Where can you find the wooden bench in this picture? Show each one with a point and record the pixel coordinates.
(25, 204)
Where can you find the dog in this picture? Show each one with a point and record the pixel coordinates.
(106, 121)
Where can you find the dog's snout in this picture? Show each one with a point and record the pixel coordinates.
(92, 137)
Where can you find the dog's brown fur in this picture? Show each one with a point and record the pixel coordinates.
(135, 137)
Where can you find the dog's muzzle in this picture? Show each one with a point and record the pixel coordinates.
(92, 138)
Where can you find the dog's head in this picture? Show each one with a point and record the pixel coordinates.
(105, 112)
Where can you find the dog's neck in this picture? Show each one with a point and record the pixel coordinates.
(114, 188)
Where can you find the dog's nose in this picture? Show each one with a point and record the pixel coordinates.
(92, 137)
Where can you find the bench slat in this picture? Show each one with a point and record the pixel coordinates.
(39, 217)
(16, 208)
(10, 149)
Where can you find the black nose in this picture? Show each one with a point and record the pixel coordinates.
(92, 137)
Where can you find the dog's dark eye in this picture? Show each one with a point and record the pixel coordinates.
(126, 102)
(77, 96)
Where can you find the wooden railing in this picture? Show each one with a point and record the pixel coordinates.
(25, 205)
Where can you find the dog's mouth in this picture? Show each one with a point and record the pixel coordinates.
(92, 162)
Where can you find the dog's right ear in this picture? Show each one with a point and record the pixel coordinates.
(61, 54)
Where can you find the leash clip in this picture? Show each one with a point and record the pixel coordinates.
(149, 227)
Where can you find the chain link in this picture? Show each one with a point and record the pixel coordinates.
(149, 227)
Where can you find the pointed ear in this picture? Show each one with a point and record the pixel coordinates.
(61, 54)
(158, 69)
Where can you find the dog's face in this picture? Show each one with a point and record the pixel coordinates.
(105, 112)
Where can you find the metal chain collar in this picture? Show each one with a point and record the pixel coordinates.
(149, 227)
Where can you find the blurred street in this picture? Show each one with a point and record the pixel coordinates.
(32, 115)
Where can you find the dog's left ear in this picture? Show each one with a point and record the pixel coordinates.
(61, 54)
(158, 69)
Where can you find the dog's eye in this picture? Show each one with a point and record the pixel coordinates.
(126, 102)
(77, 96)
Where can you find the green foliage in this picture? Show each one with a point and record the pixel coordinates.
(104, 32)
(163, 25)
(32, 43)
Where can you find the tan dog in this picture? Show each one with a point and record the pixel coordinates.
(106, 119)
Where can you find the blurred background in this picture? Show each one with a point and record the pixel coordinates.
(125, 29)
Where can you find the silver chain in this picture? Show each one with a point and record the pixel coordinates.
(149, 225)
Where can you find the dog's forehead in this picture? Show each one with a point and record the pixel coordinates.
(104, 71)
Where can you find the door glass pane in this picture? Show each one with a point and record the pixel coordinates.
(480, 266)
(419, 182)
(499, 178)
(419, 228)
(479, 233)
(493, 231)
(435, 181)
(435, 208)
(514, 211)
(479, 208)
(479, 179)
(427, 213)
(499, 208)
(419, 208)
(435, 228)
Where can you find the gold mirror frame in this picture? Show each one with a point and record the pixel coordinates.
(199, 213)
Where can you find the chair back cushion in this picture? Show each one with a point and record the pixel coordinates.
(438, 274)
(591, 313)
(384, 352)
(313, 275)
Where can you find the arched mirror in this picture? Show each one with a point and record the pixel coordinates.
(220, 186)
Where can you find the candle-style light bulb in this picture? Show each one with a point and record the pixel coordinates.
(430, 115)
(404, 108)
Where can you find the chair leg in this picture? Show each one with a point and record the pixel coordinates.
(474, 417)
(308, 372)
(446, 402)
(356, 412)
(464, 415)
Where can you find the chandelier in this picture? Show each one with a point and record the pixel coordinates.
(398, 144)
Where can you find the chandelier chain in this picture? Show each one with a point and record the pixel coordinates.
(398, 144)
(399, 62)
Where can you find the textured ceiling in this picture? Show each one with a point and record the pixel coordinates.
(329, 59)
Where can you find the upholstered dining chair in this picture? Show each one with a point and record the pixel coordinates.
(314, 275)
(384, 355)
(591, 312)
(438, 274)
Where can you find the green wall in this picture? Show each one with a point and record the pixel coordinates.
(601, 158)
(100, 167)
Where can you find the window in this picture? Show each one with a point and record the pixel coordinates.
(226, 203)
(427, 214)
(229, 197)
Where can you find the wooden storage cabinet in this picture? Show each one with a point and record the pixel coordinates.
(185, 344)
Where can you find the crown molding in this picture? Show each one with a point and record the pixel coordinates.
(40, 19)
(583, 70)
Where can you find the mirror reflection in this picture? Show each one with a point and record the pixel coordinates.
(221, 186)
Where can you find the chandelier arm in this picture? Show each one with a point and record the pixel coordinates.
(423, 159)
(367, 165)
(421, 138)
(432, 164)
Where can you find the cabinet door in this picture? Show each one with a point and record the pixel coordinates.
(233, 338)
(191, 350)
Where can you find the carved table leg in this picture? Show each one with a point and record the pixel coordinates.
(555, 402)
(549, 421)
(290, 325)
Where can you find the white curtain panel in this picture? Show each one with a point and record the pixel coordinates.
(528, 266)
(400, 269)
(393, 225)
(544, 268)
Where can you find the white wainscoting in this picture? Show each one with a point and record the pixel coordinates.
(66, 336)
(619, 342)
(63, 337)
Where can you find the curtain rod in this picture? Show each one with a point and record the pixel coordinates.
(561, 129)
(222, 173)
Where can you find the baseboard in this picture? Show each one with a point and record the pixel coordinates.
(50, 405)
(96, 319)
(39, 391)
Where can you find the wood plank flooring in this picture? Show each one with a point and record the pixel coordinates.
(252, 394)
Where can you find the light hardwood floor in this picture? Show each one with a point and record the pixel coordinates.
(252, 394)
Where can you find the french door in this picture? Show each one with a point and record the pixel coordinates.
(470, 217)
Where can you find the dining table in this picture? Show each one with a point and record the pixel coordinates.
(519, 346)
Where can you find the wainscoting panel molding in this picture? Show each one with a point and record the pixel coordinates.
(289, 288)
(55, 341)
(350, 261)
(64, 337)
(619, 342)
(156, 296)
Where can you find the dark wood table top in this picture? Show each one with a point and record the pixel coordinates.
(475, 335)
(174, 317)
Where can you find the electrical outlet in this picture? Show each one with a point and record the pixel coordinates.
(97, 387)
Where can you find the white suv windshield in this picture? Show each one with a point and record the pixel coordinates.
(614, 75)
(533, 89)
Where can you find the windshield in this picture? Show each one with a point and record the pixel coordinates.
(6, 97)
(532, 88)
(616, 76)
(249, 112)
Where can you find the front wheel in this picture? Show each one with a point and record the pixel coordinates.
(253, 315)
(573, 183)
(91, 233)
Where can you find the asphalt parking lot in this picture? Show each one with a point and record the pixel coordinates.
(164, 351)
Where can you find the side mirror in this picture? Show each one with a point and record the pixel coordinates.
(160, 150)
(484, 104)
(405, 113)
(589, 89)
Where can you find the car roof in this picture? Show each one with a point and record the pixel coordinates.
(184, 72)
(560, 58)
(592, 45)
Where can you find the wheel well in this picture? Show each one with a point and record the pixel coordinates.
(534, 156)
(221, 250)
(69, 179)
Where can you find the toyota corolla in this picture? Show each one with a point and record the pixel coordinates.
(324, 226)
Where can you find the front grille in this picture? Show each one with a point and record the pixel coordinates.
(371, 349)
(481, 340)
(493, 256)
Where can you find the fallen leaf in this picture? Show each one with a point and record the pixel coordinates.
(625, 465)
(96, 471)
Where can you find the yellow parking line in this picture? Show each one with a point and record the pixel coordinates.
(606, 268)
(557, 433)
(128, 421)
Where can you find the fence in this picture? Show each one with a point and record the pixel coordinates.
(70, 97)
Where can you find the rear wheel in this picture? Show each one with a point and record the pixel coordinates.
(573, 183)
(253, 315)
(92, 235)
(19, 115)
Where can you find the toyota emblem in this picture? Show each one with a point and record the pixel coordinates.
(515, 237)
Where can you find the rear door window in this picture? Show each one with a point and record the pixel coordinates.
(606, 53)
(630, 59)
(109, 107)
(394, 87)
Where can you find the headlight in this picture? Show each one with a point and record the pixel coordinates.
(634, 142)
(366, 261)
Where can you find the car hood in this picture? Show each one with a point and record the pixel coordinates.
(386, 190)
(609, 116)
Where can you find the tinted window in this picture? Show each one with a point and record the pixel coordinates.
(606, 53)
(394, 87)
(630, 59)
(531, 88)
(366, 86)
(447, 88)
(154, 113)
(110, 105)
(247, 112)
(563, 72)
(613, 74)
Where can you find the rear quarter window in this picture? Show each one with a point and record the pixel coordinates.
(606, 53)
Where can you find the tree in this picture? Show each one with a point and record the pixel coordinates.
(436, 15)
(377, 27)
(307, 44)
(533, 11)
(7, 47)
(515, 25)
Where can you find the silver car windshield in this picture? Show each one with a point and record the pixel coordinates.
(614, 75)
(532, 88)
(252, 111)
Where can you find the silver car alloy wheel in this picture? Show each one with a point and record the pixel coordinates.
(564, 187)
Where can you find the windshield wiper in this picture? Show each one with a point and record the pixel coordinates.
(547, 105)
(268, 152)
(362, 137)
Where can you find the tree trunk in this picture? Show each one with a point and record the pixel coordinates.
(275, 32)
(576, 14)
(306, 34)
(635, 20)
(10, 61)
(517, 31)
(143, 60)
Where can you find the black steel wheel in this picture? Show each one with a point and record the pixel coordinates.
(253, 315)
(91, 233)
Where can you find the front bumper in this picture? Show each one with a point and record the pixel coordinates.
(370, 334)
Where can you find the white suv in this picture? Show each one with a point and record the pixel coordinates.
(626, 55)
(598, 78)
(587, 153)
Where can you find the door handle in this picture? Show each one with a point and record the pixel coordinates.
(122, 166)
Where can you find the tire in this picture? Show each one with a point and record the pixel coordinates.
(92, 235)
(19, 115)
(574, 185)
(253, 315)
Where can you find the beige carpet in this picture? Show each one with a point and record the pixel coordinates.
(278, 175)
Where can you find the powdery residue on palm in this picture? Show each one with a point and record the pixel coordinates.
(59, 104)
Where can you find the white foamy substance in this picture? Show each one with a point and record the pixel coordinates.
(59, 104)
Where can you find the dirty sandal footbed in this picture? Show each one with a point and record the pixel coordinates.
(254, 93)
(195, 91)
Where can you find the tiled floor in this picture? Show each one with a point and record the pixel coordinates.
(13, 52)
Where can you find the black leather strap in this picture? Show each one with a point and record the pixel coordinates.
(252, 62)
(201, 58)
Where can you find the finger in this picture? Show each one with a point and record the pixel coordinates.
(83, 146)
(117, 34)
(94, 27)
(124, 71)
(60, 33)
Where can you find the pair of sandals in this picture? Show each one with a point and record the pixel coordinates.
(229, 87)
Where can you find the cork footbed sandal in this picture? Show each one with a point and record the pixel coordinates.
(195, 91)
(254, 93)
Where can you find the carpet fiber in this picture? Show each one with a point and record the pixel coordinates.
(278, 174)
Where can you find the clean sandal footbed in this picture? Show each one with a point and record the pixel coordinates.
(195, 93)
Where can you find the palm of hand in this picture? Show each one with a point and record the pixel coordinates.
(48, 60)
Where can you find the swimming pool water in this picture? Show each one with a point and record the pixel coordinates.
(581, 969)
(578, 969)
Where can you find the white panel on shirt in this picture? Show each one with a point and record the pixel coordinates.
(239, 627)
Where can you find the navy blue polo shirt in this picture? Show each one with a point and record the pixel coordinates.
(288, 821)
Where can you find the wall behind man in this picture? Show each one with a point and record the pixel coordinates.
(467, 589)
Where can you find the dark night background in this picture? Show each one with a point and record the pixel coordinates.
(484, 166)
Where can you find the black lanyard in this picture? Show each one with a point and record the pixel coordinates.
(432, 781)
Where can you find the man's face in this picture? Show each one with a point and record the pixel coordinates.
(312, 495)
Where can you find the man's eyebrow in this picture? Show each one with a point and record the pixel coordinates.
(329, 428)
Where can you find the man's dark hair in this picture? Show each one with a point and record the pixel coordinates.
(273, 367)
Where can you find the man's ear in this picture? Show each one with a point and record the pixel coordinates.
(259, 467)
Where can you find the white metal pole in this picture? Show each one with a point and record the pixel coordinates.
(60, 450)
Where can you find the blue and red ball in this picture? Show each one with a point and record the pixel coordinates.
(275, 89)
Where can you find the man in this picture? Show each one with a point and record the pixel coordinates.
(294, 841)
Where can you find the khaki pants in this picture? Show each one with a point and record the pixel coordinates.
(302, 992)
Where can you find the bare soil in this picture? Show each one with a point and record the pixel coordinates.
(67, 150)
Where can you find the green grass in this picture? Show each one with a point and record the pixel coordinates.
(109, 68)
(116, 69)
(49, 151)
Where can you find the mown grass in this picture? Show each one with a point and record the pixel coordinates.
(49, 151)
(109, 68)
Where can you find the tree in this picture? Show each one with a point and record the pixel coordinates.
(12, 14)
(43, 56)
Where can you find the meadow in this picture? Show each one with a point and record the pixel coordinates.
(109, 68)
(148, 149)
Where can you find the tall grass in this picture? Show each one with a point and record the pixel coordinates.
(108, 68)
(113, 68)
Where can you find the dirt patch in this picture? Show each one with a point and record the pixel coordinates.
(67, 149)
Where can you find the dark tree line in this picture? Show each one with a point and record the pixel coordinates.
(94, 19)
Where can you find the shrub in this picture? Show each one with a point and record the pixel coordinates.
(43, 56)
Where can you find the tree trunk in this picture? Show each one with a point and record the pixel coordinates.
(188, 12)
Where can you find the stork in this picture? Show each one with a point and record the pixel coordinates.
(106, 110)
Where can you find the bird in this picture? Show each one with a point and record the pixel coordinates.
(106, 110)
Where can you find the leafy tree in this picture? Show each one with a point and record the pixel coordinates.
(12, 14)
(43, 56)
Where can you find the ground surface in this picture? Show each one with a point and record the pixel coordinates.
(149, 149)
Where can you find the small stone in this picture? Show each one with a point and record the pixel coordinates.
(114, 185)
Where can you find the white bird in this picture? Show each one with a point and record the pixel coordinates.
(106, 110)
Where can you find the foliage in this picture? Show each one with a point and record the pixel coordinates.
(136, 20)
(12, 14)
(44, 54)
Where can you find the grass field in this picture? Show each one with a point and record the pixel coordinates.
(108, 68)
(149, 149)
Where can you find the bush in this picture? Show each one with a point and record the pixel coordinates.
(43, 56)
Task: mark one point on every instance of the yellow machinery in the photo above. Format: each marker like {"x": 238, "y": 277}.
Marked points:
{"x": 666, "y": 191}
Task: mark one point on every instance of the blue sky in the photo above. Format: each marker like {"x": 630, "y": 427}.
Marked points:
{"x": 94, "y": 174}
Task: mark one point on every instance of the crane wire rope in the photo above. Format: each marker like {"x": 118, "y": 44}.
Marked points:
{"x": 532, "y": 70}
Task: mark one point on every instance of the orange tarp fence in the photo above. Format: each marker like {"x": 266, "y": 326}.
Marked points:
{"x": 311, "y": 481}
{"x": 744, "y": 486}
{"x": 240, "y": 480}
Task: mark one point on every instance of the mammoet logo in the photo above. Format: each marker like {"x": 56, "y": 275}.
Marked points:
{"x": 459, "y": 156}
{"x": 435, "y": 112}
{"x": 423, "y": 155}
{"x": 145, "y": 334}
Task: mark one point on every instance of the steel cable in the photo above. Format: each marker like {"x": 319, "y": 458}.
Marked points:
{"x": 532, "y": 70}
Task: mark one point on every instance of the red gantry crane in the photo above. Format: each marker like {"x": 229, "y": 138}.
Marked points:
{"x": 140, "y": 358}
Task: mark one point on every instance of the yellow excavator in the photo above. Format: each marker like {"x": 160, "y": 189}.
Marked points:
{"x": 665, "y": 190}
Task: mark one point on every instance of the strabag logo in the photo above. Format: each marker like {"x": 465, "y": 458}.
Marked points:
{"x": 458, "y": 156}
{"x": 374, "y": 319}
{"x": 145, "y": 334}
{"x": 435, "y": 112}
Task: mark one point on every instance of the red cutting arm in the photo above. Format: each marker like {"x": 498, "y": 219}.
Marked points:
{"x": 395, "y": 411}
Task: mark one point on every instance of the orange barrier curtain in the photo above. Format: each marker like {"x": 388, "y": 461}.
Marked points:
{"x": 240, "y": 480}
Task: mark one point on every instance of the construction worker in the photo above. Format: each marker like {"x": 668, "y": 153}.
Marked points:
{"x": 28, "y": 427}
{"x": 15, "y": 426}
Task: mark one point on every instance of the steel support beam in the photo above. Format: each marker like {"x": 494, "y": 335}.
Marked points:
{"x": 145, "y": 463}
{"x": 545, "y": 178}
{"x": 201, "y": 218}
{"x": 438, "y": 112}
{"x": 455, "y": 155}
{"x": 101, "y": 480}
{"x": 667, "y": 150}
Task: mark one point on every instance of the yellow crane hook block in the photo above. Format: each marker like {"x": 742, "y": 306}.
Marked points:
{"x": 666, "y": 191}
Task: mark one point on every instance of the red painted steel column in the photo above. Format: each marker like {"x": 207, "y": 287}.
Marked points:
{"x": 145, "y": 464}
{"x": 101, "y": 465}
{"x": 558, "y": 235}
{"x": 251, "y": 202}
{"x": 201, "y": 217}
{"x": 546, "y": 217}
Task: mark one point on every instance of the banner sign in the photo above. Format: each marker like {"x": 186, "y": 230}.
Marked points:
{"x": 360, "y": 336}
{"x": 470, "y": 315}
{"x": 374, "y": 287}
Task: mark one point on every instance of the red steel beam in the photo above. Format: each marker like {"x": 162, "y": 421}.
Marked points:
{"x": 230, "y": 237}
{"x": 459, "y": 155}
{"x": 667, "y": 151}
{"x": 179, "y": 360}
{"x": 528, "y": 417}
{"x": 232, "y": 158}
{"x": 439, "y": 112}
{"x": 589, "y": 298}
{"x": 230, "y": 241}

------------

_Problem statement_
Show all lines in the entries above where the word "logo" appears.

_Answer box_
Task: mark one point on every instance of the mammoet logo in the photo above. Format: each marker like {"x": 56, "y": 275}.
Task: mark one point on every instance of the strabag logo in the photo above. Format: each marker like {"x": 465, "y": 458}.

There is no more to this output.